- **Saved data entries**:
++++++
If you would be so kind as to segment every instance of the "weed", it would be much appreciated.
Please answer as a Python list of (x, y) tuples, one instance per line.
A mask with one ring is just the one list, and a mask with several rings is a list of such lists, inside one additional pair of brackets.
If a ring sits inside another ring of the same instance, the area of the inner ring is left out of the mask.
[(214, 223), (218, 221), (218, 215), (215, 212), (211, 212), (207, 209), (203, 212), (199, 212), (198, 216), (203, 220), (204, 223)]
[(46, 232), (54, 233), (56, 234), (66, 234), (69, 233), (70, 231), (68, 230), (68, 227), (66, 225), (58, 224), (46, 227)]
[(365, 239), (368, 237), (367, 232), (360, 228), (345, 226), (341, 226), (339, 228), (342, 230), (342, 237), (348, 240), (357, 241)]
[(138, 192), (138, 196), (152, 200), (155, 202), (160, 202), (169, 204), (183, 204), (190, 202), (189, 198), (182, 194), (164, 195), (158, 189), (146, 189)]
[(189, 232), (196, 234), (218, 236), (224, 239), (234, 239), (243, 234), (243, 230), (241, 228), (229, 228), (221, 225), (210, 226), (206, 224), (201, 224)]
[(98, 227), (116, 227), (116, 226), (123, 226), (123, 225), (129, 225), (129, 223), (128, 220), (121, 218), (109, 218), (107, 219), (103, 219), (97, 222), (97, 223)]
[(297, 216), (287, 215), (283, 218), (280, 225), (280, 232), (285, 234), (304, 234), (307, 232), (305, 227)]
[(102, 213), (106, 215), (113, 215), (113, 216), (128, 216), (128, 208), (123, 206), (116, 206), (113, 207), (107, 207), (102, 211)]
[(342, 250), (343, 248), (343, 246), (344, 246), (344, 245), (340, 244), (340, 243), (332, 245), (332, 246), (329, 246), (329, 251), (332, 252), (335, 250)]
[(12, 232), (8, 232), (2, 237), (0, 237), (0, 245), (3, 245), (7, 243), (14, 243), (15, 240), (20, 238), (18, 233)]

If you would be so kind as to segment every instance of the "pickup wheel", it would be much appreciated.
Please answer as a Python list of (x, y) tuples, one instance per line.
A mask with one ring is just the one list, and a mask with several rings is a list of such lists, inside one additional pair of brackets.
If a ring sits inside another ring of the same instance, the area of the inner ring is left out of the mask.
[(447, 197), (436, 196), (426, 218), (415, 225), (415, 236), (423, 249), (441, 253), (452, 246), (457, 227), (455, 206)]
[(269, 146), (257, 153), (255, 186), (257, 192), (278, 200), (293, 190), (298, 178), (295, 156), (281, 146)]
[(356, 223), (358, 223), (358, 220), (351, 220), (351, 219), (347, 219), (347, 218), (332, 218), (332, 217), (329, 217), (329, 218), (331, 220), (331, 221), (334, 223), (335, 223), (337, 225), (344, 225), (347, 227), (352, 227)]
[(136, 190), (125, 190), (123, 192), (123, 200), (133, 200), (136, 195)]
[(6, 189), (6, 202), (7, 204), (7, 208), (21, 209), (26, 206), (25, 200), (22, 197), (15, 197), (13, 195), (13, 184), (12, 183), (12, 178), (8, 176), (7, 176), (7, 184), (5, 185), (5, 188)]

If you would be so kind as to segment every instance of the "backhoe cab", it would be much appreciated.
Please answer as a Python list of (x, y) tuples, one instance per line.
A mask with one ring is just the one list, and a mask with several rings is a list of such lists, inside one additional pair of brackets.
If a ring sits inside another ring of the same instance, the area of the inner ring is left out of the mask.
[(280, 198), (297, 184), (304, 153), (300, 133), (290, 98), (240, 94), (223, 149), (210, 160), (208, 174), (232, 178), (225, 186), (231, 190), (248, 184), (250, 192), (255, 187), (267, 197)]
++++++
- **Written instruction**:
Switch every "much appreciated" in the listing to "greatly appreciated" and give all the lines again, with nothing else changed.

- **Response to this exercise**:
If you would be so kind as to segment every instance of the "weed", it would be greatly appreciated.
Please answer as a Python list of (x, y) tuples, one instance per line.
A mask with one ring is just the one list, and a mask with several rings is a list of such lists, inside one additional pair of brackets.
If a ring sits inside another ring of the same instance, the area of the inner ring is left out of the mask.
[(214, 223), (218, 221), (218, 215), (215, 212), (211, 212), (207, 209), (203, 212), (199, 212), (198, 216), (203, 220), (204, 223)]
[(46, 232), (54, 233), (56, 234), (66, 234), (69, 233), (70, 231), (68, 230), (68, 227), (66, 225), (58, 224), (46, 227)]
[(365, 239), (368, 237), (367, 232), (360, 228), (345, 226), (341, 226), (339, 228), (342, 230), (342, 237), (348, 240), (357, 241)]
[(138, 192), (138, 196), (152, 200), (155, 202), (160, 202), (169, 204), (183, 204), (190, 202), (189, 198), (182, 194), (164, 195), (158, 189), (146, 189)]
[(189, 232), (196, 234), (218, 236), (224, 239), (234, 239), (243, 234), (243, 230), (241, 228), (229, 228), (221, 225), (210, 226), (206, 224), (201, 224)]
[(98, 227), (116, 227), (116, 226), (123, 226), (123, 225), (129, 225), (129, 223), (128, 220), (121, 218), (109, 218), (107, 219), (103, 219), (97, 222), (97, 223)]
[(297, 216), (287, 215), (283, 218), (280, 225), (280, 232), (285, 234), (304, 234), (307, 232), (305, 227)]
[(102, 213), (106, 215), (113, 215), (113, 216), (128, 216), (128, 208), (123, 206), (116, 206), (113, 207), (107, 207), (102, 211)]
[(342, 250), (343, 248), (343, 246), (344, 246), (344, 245), (340, 244), (340, 243), (332, 245), (332, 246), (329, 246), (329, 251), (332, 252), (335, 250)]
[(12, 232), (8, 232), (2, 237), (0, 237), (0, 245), (3, 245), (7, 243), (14, 243), (15, 240), (20, 238), (18, 233)]

If you would be so kind as to segment every instance of the "pickup wheel", it would be greatly appreciated.
Please answer as a Python list of (x, y) tuples, one instance per line.
A mask with one ring is just the one list, and a mask with several rings is a list of such lists, inside one additional pair of brackets.
If a ring sits inside another ring of the same instance, the area of the inner ring is left out of the mask.
[(447, 197), (436, 196), (426, 218), (415, 225), (415, 236), (423, 249), (441, 253), (452, 246), (457, 227), (455, 206)]
[(269, 146), (257, 153), (255, 186), (257, 192), (278, 200), (293, 190), (298, 178), (295, 156), (281, 146)]
[(356, 223), (358, 223), (358, 220), (351, 220), (351, 219), (347, 219), (347, 218), (332, 218), (332, 217), (329, 217), (329, 218), (331, 220), (331, 221), (334, 223), (335, 223), (337, 225), (344, 225), (347, 227), (352, 227)]
[(136, 190), (125, 190), (123, 192), (123, 200), (133, 200), (136, 195)]
[(6, 189), (6, 202), (7, 204), (7, 208), (21, 209), (26, 206), (25, 200), (22, 197), (15, 197), (13, 195), (13, 184), (12, 183), (12, 178), (8, 176), (7, 176), (7, 184), (5, 185), (5, 188)]

If you would be so kind as to segment every instance of the "backhoe cab", it would be greatly appreciated.
Please answer as a Python list of (x, y) tuples, one instance per line.
A mask with one ring is just the one list, and a mask with several rings is a list of such lists, inside one additional pair of brackets.
If a ring sits inside another ring of the same instance, the area of the inner ring is left out of the mask.
[(280, 198), (297, 184), (304, 153), (300, 133), (290, 98), (240, 94), (223, 149), (210, 160), (208, 174), (232, 178), (225, 186), (231, 190), (248, 184), (250, 192), (255, 187), (267, 197)]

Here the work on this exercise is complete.